### Document passage

The fossilised remnants of tube-like "dwellings" which housed a primitive type of prehistoric sea worm on the ocean floor have been identified in a new study.
According to researchers, the long, perforated tubes may have looked like narrow chimneys reaching up from the sea bed, and were made by a creature called Oesia, which lived a solitary existence inside them about 500 million years ago.
The findings emerge from a study undertaken by academics from Canada and the UK, in which they reassess fossils originally believed to have come from a type of seaweed called Margaretia. Instead, they found that these were the vestiges of tubular structures which protected these ancient worms.
The research, which is published in the journal BMC Biology, was carried out by academics from the Universities of Cambridge, Toronto and Montréal, and at the Royal Ontario Museum in Toronto.
Part of its importance is that it confirms Oesia was a primitive specimen from a group of creatures called hemichordates. These belong to a bigger group called deuterostomes, of which vertebrates (including humans) form a separate branch. By finding out more about these early creatures, researchers hope eventually to be able to identify and characterise a distant ancestor common to all deuterostomes, from sea worms to humans.
In particular, the research supports the increasingly common view that this ancestor was probably a "filter feeder", which ate by sucking in water and straining out nutrients. Oesia was one such filter feeder, with gills down most of its body to expel water afterwards, and holes in the walls of its tubular home to let the water in and out.

######
### Given information

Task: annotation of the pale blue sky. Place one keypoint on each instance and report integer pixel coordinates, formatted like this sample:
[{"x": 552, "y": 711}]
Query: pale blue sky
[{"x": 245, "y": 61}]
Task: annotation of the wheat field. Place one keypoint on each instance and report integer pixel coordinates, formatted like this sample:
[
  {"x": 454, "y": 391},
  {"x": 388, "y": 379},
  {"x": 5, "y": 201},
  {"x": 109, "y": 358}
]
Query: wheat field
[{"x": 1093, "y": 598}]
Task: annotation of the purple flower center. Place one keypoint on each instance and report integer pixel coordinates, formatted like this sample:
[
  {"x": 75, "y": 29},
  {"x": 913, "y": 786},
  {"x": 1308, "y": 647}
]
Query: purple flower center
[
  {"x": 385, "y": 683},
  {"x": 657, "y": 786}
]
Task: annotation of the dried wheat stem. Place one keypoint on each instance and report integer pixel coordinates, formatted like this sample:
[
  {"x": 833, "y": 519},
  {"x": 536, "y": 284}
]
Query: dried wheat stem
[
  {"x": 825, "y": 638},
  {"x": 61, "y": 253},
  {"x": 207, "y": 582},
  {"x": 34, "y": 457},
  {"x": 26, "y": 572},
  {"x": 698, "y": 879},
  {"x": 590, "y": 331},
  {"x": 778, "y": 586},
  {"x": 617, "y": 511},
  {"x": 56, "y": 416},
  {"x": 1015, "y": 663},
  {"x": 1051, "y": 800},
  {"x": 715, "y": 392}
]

######

#### Required actions
a) In the passage on the fossil worm tubes, what journal published the research?
b) Rewrite the paragraph of the fossil worm passage that begins "In particular, the research supports" as a short bulleted list, keeping its main facts.
c) Carry on the passage about the fossil worm tubes from the point where it ends.

#### Answers
a) BMC Biology.

b)
- The research supports the growing view that the common deuterostome ancestor was probably a filter feeder.
- Filter feeders eat by sucking in water and straining out nutrients.
- Oesia was a filter feeder.
- Gills down most of its body expelled the water.
- Holes in the walls of its tube let water in and out.

c)
Karma Nanglu, from the University of Toronto and the study's lead author, said: "Hemichordates are central to our understanding of how deuterostomes evolved. Through them, we can get clues about the anatomy and lifestyle of the last common ancestor that we all share, and this adds further evidence to the hypothesis that the ancestor was a filter-feeder like Oesia."
Professor Simon Conway Morris, from St John's College, University of Cambridge and a co-author, said: "Oesia fossils are pretty enigmatic - they are very rare and until now we could not prove which group they belonged to. Now we know that they were primitive hemichordates - perhaps the most primitive of all."
The study was possible thanks to the discovery of a rich source of fossilised remains near Marble Canyon, in the Canadian Rockies (Kootenay National Park, B.C.), which is run by Parks Canada.
"Marble Canyon is one of the most recently discovered fossil localities in the Burgess Shale, a geological formation known for its exceptional quality of fossil preservation," said co-author Dr. Jean-Bernard Caron, Senior Curator of Invertebrate Palaeontology at the Royal Ontario Museum and Associate Professor at the University of Toronto. "Oesia has been known from an older Burgess Shale site for over 100 years, but the specimens from Marble Canyon are far more abundant and better preserved, giving us unprecedented details of the animal's internal anatomy."
The research establishes that Oesia was a rather phallic-shaped creature, similar to modern acorn worms with a proboscis, a collar, and a long trunk. Co-author Christopher B. Cameron, Associate Professor at the Université de Montréal said: "Acorn worms are notoriously sparse in the fossil record. Only a handful of fossil species have been described, making the recognition of such an ancient representative of the group particularly noteworthy."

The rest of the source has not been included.